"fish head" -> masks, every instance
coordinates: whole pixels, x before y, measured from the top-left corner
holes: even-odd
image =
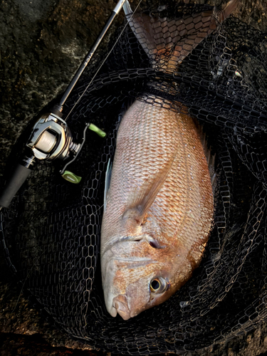
[[[112,316],[127,320],[163,303],[184,284],[192,266],[172,247],[155,248],[144,239],[120,241],[105,251],[103,286]]]

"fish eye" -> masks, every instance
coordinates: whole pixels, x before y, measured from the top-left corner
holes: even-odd
[[[150,281],[150,288],[152,292],[159,293],[165,291],[167,285],[164,278],[162,278],[162,277],[156,277]]]

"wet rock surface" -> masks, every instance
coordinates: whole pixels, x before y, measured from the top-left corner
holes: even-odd
[[[0,4],[0,174],[29,120],[62,93],[109,17],[116,1],[2,0]],[[144,4],[151,4],[152,0]],[[212,2],[211,2],[212,3]],[[137,1],[133,3],[133,7]],[[241,1],[235,13],[266,31],[267,2]],[[121,22],[122,15],[115,23]],[[114,28],[103,44],[112,39]],[[96,57],[97,60],[98,57]],[[73,341],[43,318],[0,264],[0,355],[104,355]],[[196,352],[197,356],[259,355],[266,328]]]

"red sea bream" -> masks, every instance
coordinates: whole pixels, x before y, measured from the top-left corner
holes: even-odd
[[[130,25],[151,66],[157,56],[159,70],[172,72],[216,28],[214,14],[220,22],[236,4],[173,19],[137,14]],[[163,21],[172,33],[157,30],[159,23],[166,28]],[[118,130],[101,228],[103,287],[110,315],[127,320],[180,288],[199,265],[213,214],[209,164],[194,120],[134,101]]]

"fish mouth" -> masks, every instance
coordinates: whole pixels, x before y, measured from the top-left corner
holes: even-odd
[[[125,295],[120,295],[113,298],[112,307],[110,310],[110,314],[115,317],[117,313],[119,314],[124,320],[127,320],[132,316],[131,315]]]

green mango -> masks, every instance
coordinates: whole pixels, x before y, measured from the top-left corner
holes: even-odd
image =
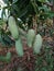
[[[8,24],[9,24],[9,29],[11,32],[12,37],[14,39],[18,39],[19,38],[19,29],[18,29],[17,22],[13,16],[9,17]]]
[[[15,50],[19,57],[23,57],[24,52],[23,52],[23,45],[22,45],[21,38],[15,40]]]
[[[33,51],[35,54],[40,54],[41,47],[42,47],[42,42],[43,42],[42,36],[40,34],[37,34],[35,36],[35,40],[34,40],[34,44],[33,44]]]
[[[28,34],[26,34],[26,43],[28,43],[28,46],[30,48],[33,45],[34,38],[35,38],[35,32],[34,32],[34,29],[29,29]]]
[[[11,52],[7,52],[7,56],[0,56],[0,61],[9,63],[11,61]]]

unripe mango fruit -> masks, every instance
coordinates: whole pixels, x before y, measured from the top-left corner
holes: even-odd
[[[15,40],[15,50],[17,50],[17,54],[19,55],[19,57],[22,57],[24,55],[21,38]]]
[[[29,47],[32,47],[34,38],[35,38],[34,29],[29,29],[29,32],[26,34],[26,43],[28,43]]]
[[[33,51],[35,52],[35,54],[40,54],[40,51],[41,51],[41,47],[42,47],[42,36],[40,35],[40,34],[37,34],[36,36],[35,36],[35,40],[34,40],[34,44],[33,44]]]
[[[8,24],[9,24],[9,29],[11,32],[12,37],[14,39],[18,39],[19,38],[19,29],[18,29],[17,22],[13,16],[9,17]]]

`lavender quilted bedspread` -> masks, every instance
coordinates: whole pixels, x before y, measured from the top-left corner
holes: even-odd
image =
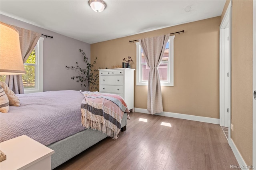
[[[25,134],[45,145],[85,129],[81,124],[79,91],[16,95],[20,107],[0,113],[0,142]]]

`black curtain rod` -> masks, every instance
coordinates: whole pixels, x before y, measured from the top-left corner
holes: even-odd
[[[184,32],[184,30],[183,30],[181,31],[179,31],[178,32],[173,32],[172,33],[170,33],[170,35],[173,34],[177,34],[177,33],[179,33],[179,34],[180,33],[181,33],[181,32]],[[130,42],[130,43],[131,42],[136,42],[136,41],[139,41],[139,40],[132,40],[132,41],[130,40],[130,41],[129,41],[129,42]]]
[[[46,37],[46,38],[47,37],[50,37],[50,38],[53,38],[53,37],[52,36],[46,36],[46,35],[44,35],[44,34],[42,34],[42,35],[45,36]]]

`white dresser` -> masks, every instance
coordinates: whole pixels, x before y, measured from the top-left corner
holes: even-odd
[[[103,69],[100,71],[100,92],[121,96],[133,112],[134,69]]]
[[[1,170],[51,169],[53,150],[26,135],[0,143],[6,159],[0,162]]]

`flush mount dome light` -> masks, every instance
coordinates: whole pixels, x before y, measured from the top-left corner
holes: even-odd
[[[102,0],[90,0],[88,4],[92,10],[97,12],[102,12],[107,7],[107,4]]]

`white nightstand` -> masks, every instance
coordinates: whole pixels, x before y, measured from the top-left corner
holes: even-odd
[[[26,135],[0,143],[6,160],[0,162],[2,170],[50,170],[54,150]]]

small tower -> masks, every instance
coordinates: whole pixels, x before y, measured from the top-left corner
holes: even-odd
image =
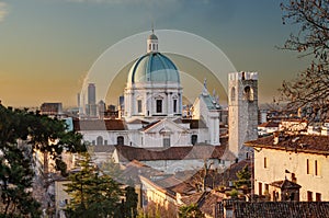
[[[147,38],[147,53],[158,53],[158,37],[152,30],[152,34]]]
[[[239,159],[248,158],[243,142],[258,138],[258,73],[228,74],[229,150]]]

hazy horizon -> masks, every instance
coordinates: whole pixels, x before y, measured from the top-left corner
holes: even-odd
[[[84,77],[100,55],[123,38],[150,32],[154,23],[156,31],[206,38],[237,71],[258,71],[260,103],[271,102],[282,81],[307,65],[296,53],[275,48],[294,31],[281,18],[280,2],[261,0],[0,1],[0,100],[14,107],[44,102],[76,106]]]

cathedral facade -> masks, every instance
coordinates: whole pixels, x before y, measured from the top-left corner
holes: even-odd
[[[183,118],[180,72],[158,47],[152,33],[147,38],[147,53],[129,69],[121,119],[75,122],[86,141],[141,148],[220,145],[220,106],[208,93],[206,82],[193,105],[192,118]]]

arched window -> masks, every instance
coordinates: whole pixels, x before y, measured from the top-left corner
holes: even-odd
[[[236,88],[230,89],[230,101],[236,101]]]
[[[98,146],[103,146],[103,137],[99,136],[99,137],[97,138],[97,145],[98,145]]]
[[[173,100],[173,113],[177,113],[177,99]]]
[[[195,144],[197,144],[197,135],[192,135],[192,137],[191,137],[191,144],[193,146],[195,146]]]
[[[118,136],[116,138],[116,144],[123,146],[125,144],[125,139],[123,136]]]
[[[163,136],[163,147],[164,148],[170,147],[170,136]]]
[[[162,100],[157,100],[157,113],[162,113]]]
[[[252,90],[252,88],[250,88],[250,87],[245,88],[245,96],[246,96],[247,101],[249,101],[249,102],[253,101],[253,90]]]

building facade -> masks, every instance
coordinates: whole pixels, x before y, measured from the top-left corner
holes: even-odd
[[[245,141],[258,138],[258,73],[228,74],[229,149],[239,159],[248,158]]]
[[[328,136],[275,135],[246,145],[254,149],[256,194],[274,199],[271,186],[288,180],[300,186],[299,200],[329,200]]]

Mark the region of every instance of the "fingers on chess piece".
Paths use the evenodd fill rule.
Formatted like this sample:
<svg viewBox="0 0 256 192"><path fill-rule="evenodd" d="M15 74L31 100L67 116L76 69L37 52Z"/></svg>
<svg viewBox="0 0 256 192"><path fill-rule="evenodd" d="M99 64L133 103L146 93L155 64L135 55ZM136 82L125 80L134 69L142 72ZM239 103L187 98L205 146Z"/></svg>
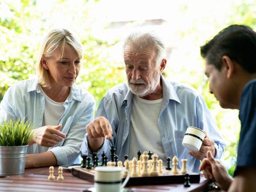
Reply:
<svg viewBox="0 0 256 192"><path fill-rule="evenodd" d="M54 167L53 166L51 166L49 168L49 176L48 176L49 180L55 179L55 176L54 173Z"/></svg>
<svg viewBox="0 0 256 192"><path fill-rule="evenodd" d="M59 168L58 168L58 177L57 177L57 180L64 180L64 177L63 175L63 169L62 169L62 166L59 166Z"/></svg>
<svg viewBox="0 0 256 192"><path fill-rule="evenodd" d="M176 156L174 156L172 158L172 173L173 175L179 174L178 172L178 159Z"/></svg>

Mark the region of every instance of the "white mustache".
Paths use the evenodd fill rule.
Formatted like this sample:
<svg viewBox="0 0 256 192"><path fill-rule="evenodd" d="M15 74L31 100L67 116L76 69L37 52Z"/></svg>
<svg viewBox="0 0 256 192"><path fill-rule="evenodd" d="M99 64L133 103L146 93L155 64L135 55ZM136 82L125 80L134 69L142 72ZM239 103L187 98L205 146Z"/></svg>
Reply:
<svg viewBox="0 0 256 192"><path fill-rule="evenodd" d="M133 81L133 80L130 80L129 81L130 83L133 83L133 84L145 84L146 83L145 82L145 81L143 79L140 79L136 81Z"/></svg>

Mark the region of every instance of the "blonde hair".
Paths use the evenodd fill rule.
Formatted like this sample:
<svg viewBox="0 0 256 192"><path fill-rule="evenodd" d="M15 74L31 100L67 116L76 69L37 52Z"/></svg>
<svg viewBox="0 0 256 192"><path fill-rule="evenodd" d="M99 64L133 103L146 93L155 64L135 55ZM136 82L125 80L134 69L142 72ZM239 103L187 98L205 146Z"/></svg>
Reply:
<svg viewBox="0 0 256 192"><path fill-rule="evenodd" d="M69 45L75 50L80 59L83 58L81 43L77 38L68 30L65 29L53 29L46 35L39 52L37 60L38 83L42 86L50 86L48 71L42 63L42 57L45 58L51 58L58 47L61 47L61 55L63 56L64 49L67 45Z"/></svg>

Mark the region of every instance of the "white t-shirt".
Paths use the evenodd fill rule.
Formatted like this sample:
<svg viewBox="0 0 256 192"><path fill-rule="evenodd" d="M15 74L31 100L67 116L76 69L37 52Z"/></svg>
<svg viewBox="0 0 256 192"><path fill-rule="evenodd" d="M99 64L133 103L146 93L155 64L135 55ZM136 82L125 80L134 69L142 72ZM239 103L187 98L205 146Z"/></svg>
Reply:
<svg viewBox="0 0 256 192"><path fill-rule="evenodd" d="M46 95L41 86L39 86L39 88L45 97L45 110L42 126L58 125L58 123L65 111L64 102L58 102L53 100ZM48 148L49 147L38 146L38 153L47 151Z"/></svg>
<svg viewBox="0 0 256 192"><path fill-rule="evenodd" d="M137 157L138 150L151 151L166 162L166 155L158 129L158 118L163 99L149 100L137 95L132 97L131 141L129 159Z"/></svg>

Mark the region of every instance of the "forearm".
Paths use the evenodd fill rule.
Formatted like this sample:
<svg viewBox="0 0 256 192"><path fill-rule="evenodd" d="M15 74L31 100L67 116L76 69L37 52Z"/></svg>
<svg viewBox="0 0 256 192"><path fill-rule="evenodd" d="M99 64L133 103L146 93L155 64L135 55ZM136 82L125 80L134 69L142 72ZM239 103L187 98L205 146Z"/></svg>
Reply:
<svg viewBox="0 0 256 192"><path fill-rule="evenodd" d="M56 158L51 151L40 154L28 154L26 157L26 168L54 166L56 164Z"/></svg>

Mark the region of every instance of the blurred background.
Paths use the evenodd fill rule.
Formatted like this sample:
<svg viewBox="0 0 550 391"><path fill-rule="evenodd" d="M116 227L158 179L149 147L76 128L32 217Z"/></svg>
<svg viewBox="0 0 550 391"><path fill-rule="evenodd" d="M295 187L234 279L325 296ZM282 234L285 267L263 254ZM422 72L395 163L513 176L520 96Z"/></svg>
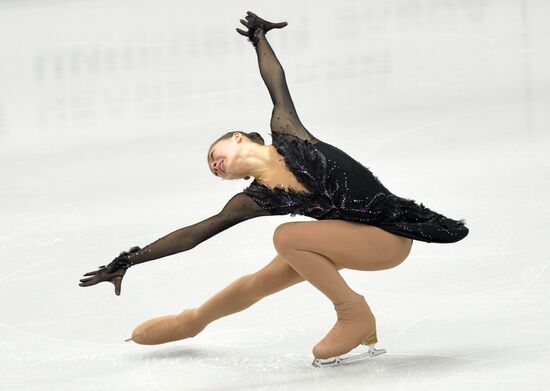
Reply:
<svg viewBox="0 0 550 391"><path fill-rule="evenodd" d="M454 219L377 273L343 270L388 353L310 366L335 321L296 285L192 340L122 342L276 255L253 219L78 286L122 250L218 213L250 181L206 163L230 130L271 143L253 11L304 125L393 193ZM0 388L546 389L550 3L543 0L0 1Z"/></svg>

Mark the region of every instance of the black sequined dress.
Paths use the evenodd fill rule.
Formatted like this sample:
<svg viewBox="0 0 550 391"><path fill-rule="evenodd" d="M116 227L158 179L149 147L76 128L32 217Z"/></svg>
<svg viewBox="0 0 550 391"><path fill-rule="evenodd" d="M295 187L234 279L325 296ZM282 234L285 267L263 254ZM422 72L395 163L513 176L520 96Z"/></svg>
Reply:
<svg viewBox="0 0 550 391"><path fill-rule="evenodd" d="M235 224L270 215L357 221L424 242L453 243L468 234L464 220L450 219L392 194L368 168L311 134L296 113L285 72L264 32L257 30L254 36L260 75L273 102L273 145L309 194L270 189L254 180L231 197L219 213L130 254L133 263L187 251Z"/></svg>

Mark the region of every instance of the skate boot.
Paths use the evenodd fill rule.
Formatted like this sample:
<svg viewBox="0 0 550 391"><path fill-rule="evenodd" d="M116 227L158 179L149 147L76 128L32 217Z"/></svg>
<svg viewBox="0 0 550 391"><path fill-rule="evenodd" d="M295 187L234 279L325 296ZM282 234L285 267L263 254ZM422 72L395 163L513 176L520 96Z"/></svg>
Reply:
<svg viewBox="0 0 550 391"><path fill-rule="evenodd" d="M197 318L195 309L191 308L183 310L178 315L149 319L136 327L132 332L132 338L125 341L134 341L142 345L158 345L192 338L206 326Z"/></svg>
<svg viewBox="0 0 550 391"><path fill-rule="evenodd" d="M333 366L357 361L366 357L385 353L385 349L375 349L376 319L364 296L344 300L334 305L336 324L329 333L313 348L314 367ZM341 357L359 345L368 345L368 352Z"/></svg>

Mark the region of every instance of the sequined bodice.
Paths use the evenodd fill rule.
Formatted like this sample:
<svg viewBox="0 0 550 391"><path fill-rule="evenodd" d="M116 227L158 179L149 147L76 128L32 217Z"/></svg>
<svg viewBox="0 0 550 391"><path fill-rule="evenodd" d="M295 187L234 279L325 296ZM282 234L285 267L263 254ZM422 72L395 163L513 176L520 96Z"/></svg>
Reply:
<svg viewBox="0 0 550 391"><path fill-rule="evenodd" d="M272 213L326 219L355 211L364 216L377 197L391 194L368 168L330 144L278 132L271 136L287 168L309 191L271 189L254 180L244 191Z"/></svg>
<svg viewBox="0 0 550 391"><path fill-rule="evenodd" d="M309 190L271 189L254 180L243 192L272 215L357 221L426 242L456 241L468 232L464 220L393 194L369 168L331 144L279 132L271 136L288 169Z"/></svg>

■ ■ ■ ■

Your output consists solely of the lines from the one with "Mark the region of every instance of the sequined" through the last line, copied exactly.

Mark the region of every instance of the sequined bodice.
Paths use the evenodd fill rule.
Formatted like this sample:
<svg viewBox="0 0 550 391"><path fill-rule="evenodd" d="M116 227L158 179L149 147L76 128L32 217Z"/></svg>
<svg viewBox="0 0 550 391"><path fill-rule="evenodd" d="M295 187L234 279L325 296ZM282 234L285 267L263 254ZM422 72L395 163L513 176L520 96Z"/></svg>
Reply:
<svg viewBox="0 0 550 391"><path fill-rule="evenodd" d="M272 213L326 219L355 211L364 216L377 197L391 194L368 168L330 144L278 132L271 136L287 168L309 191L271 189L254 180L244 191Z"/></svg>
<svg viewBox="0 0 550 391"><path fill-rule="evenodd" d="M309 190L271 189L254 180L243 192L272 215L357 221L426 242L456 241L468 232L464 220L393 194L369 168L331 144L279 132L271 136L288 169Z"/></svg>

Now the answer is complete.